--- Page extract ---
BEGIN
Northland counties among Minnesota's least healthyMinnesota has a drinking problem, its top health official says. “We have one of the highest binge-drinking rates in the country for all ages of adults,” Dr. Ed Ehlinger, commissioner of the Minnesota Department of Health, said in a telephone interview. “This is not just 18- to 24-year-olds. … This is across the board. We have high rates of binge drinking even among senior citizens.”
By: John Lundy, Duluth News Tribune
Minnesota has a drinking problem, its top health official says.
“We have one of the highest binge-drinking rates in the country for all ages of adults,” Dr. Ed Ehlinger, commissioner of the Minnesota Department of Health, said in a telephone interview. “This is not just 18- to 24-year-olds. … This is across the board. We have high rates of binge drinking even among senior citizens.”
The problem is glaringly apparent in the annual County Health Rankings, released Tuesday by the University of Wisconsin Population Health Institution. The study is a compilation of 50 reports that gauge the overall health of counties in every state across the country.
According to the study, 20 percent of Minnesotans admit to “excessive drinking” — defined as either binge or heavy drinking. In Wisconsin, it’s 25 percent. That compares with a national benchmark of 8 percent. The benchmark isn’t an average; it’s more like an “A” on a report card if the teacher is grading on a curve. It means only 10 percent of counties do better.
But the fact that Minnesota falls so far short of the benchmark speaks to the state’s failure to take alcohol seriously as a public health issue, Ehlinger said.
“We haven’t had a tax increase in this state for alcohol since 1989, and that was a federal tax increase,” he said. “Alcohol is now cheaper than it has ever been in this state. … If you raise a pack of beer by 50 cents or a bottle of wine by 50 cents, drinking rates would go down, and in addition you would have a decreased level of mortality on the highways. We would have decreased levels of medical problems like cirrhosis. We would have decreased crime, decreased absenteeism.”
That means Ehlinger isn’t a fan of the bill to allow Sunday sales of alcohol in the state. “Anything that we do to increase access to alcohol will increase alcohol use,” he said.
But he also wants the state to change its spending priorities. “We only have funding for one position at the State Health Department to deal with alcohol,” Ehlinger said. “That tells me that we have not, as a state, really made a commitment to do something about alcohol.”
Numbers in Northland counties aren’t any better. In Douglas County, 27 percent of respondents admit to excessive drinking. In St. Louis County it’s 20 percent and in Carlton County, 19 percent.
END
--- Directions ---
A – Copy the stretch of the news story on Minnesota drinking rates from "According to the" through "issue, Ehlinger said.".
B – Pick up the news story on Minnesota drinking rates after its last sentence and keep writing.

(Items from a dataset)
BEGIN
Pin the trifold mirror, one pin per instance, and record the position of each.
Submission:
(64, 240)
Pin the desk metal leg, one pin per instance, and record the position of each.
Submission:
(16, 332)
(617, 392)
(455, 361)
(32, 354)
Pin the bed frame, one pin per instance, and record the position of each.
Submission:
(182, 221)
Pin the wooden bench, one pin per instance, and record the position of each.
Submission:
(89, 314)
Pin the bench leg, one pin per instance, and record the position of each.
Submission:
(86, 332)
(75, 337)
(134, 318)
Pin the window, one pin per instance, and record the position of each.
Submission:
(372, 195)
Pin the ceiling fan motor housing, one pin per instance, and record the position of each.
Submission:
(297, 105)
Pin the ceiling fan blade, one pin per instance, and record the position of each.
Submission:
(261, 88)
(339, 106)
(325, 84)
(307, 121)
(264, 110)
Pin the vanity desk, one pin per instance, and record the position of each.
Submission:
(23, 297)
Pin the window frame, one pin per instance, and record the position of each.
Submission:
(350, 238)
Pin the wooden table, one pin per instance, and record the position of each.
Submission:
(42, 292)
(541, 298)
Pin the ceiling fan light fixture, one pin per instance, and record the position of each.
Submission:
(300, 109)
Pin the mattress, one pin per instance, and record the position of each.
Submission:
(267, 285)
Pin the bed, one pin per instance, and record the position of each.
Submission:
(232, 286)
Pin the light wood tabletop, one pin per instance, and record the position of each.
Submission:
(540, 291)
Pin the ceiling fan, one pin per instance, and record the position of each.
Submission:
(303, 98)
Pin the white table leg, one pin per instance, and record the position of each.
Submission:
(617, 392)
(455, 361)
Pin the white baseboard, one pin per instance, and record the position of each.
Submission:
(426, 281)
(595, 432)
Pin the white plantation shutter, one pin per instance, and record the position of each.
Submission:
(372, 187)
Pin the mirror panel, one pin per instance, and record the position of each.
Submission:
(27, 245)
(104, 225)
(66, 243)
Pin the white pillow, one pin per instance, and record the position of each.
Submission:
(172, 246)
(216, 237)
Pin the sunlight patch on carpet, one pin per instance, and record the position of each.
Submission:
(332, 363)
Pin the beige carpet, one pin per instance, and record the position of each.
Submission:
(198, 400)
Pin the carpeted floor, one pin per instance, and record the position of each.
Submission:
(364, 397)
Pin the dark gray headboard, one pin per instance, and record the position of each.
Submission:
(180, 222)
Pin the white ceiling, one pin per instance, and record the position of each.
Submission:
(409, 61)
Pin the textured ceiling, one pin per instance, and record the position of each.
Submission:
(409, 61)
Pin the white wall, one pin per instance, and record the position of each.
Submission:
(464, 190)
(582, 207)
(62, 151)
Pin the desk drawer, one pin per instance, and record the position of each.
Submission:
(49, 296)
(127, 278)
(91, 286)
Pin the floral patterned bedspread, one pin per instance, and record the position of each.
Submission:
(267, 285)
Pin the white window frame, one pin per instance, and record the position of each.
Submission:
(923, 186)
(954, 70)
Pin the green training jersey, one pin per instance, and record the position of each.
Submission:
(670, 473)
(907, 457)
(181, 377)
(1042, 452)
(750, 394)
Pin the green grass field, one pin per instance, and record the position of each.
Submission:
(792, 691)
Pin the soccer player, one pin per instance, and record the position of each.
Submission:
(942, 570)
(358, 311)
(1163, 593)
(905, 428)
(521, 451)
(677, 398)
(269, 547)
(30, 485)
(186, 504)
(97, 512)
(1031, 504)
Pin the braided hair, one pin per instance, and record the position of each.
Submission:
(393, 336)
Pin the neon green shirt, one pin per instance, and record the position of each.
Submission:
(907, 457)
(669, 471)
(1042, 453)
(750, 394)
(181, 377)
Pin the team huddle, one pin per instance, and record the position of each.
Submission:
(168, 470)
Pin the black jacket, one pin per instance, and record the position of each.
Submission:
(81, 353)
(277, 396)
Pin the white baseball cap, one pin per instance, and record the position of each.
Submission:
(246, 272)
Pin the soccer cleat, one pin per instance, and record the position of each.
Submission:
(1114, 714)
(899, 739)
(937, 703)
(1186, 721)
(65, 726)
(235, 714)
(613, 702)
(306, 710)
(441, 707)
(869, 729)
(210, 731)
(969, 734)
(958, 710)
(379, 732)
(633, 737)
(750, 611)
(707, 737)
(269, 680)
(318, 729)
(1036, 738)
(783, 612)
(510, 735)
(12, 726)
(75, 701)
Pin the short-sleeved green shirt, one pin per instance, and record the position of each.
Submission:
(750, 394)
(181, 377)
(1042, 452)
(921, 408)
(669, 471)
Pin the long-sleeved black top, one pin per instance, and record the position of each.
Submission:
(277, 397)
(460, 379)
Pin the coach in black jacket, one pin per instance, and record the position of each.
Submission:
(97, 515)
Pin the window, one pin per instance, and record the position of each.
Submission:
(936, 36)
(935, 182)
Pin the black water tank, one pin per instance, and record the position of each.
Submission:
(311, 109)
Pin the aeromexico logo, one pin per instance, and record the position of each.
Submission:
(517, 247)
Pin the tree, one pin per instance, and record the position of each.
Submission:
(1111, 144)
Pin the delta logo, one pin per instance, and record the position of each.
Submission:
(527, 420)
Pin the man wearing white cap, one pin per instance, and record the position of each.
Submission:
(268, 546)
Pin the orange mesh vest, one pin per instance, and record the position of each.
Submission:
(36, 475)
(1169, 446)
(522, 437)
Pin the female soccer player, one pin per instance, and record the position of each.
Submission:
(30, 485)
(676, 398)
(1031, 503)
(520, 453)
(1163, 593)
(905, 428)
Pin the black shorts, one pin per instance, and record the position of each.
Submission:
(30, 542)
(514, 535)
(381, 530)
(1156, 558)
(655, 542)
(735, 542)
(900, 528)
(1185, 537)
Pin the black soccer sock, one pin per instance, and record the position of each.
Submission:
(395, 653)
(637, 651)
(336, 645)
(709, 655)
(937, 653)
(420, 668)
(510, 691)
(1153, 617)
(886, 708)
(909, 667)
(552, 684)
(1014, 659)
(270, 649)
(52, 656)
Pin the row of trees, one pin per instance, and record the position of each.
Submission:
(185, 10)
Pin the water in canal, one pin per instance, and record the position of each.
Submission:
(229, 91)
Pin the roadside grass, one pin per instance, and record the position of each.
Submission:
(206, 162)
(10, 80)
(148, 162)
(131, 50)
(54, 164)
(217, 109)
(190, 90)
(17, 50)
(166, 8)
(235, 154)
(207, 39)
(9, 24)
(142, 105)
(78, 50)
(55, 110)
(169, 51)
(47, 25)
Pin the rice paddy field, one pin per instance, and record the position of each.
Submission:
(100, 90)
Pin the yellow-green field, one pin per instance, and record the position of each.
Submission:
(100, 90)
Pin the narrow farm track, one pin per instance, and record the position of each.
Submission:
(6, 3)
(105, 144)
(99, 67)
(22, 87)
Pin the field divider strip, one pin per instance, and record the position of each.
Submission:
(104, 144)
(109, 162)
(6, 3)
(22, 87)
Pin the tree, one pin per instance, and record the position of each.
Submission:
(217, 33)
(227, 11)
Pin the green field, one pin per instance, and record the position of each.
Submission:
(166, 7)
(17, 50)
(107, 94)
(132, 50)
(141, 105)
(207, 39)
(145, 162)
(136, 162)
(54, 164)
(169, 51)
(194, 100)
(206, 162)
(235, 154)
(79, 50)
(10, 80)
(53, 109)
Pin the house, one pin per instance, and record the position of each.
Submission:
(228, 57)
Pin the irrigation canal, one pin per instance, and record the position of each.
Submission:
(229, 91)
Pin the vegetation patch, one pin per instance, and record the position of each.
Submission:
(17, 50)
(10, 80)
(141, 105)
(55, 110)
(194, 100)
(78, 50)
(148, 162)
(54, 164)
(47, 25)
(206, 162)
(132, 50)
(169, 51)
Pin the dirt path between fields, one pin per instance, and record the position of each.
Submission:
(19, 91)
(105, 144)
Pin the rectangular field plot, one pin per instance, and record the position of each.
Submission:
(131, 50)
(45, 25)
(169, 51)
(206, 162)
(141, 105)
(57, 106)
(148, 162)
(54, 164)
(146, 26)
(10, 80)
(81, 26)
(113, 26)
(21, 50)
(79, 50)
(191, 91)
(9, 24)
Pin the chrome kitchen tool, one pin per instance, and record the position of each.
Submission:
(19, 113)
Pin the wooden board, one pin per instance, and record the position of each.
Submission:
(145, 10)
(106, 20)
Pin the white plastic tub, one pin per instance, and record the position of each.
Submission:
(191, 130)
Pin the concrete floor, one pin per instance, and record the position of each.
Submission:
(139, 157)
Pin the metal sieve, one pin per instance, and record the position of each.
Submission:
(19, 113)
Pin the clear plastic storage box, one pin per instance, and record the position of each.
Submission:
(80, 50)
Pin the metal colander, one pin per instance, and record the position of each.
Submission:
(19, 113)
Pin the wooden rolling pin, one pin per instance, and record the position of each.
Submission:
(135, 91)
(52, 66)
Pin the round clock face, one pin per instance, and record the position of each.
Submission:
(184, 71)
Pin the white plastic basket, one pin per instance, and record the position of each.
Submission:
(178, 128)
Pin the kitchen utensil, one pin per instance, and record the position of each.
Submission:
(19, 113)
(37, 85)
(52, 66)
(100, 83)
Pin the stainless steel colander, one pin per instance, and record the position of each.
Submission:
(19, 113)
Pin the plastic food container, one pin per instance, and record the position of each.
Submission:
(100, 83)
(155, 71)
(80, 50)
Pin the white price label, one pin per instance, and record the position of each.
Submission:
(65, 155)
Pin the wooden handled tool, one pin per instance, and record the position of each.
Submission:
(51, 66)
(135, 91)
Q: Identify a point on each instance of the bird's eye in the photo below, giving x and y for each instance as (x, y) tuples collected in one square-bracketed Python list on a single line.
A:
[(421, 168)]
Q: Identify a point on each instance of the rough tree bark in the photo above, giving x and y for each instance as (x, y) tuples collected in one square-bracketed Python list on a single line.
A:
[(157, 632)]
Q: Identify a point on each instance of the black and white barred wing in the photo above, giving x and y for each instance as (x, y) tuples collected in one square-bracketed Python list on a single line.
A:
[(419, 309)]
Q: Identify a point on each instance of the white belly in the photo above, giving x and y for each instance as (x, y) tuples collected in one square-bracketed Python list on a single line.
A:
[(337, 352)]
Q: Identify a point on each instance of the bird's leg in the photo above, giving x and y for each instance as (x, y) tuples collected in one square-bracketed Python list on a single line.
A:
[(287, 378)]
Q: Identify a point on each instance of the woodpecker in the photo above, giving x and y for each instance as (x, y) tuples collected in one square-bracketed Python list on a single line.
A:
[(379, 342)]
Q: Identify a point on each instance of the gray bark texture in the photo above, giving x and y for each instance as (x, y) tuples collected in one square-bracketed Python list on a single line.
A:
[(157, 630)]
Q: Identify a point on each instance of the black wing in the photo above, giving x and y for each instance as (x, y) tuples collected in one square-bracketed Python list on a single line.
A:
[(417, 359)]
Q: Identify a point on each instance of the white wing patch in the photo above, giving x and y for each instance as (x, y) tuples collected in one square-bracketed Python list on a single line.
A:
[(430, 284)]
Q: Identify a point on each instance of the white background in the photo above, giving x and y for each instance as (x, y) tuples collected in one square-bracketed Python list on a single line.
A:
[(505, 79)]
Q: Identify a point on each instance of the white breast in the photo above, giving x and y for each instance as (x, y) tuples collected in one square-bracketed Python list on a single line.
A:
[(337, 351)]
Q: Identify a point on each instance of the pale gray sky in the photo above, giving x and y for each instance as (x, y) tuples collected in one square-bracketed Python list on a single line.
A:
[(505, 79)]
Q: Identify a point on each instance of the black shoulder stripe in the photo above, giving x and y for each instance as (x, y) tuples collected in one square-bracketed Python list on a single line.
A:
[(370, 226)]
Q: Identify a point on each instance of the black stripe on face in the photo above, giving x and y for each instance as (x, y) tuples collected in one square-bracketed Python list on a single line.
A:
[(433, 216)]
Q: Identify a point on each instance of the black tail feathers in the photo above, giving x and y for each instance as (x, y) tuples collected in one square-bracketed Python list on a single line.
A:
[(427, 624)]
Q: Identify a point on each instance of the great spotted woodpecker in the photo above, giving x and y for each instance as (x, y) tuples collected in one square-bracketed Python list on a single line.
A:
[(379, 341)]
END
--- Written answers ---
A –
According to the study, 20 percent of Minnesotans admit to “excessive drinking” — defined as either binge or heavy drinking. In Wisconsin, it’s 25 percent. That compares with a national benchmark of 8 percent. The benchmark isn’t an average; it’s more like an “A” on a report card if the teacher is grading on a curve. It means only 10 percent of counties do better.
But the fact that Minnesota falls so far short of the benchmark speaks to the state’s failure to take alcohol seriously as a public health issue, Ehlinger said.

B –
Overall, the Northland counties are almost entirely in the bottom halves of their respective states in the two broad categories of the report: health outcomes and health factors. The former is measures of length of life and quality of life; the latter combines health behaviors (including alcohol use), clinical care, social and economic factors and physical environment.
Among 85 Minnesota counties in the report, St. Louis County ranks 61st in health outcomes and 45th in health factors; Carlton County 64th and 47th; and Lake County 81st and 39th. Cook County is one of two Minnesota counties not included. Leyla Kokmen, health reform communications coordinator for the Minnesota Department of Health, said there simply wasn’t enough data from those counties.
Douglas County ranked 57th in health outcomes and 52nd in health factors among 72 Wisconsin counties in the report.
Dave Lee, director of the Carlton County Health Department, noted that Minnesota ranks among the country’s healthiest states. “Overall, were fortunate to live in a state that’s progressive (about health care),” he said.
But Lee said he’s concerned that may be changing. The Statewide Health Improvement Program (SHIP), implemented as part of a 2008 health reform law “is at risk of being cut by the current state Legislature,” he said.
Improving health is a matter of policy choices, St. Louis County Health Department Administrator Guy Peterson said.
“Do people support schools?” he asked. “If you support schools in your community, that’s supporting health. If you can help the people who have no jobs, or low incomes, if you can get programs or money to help them. … We’re trying to get that message out more and more in public health, that social policy is health.”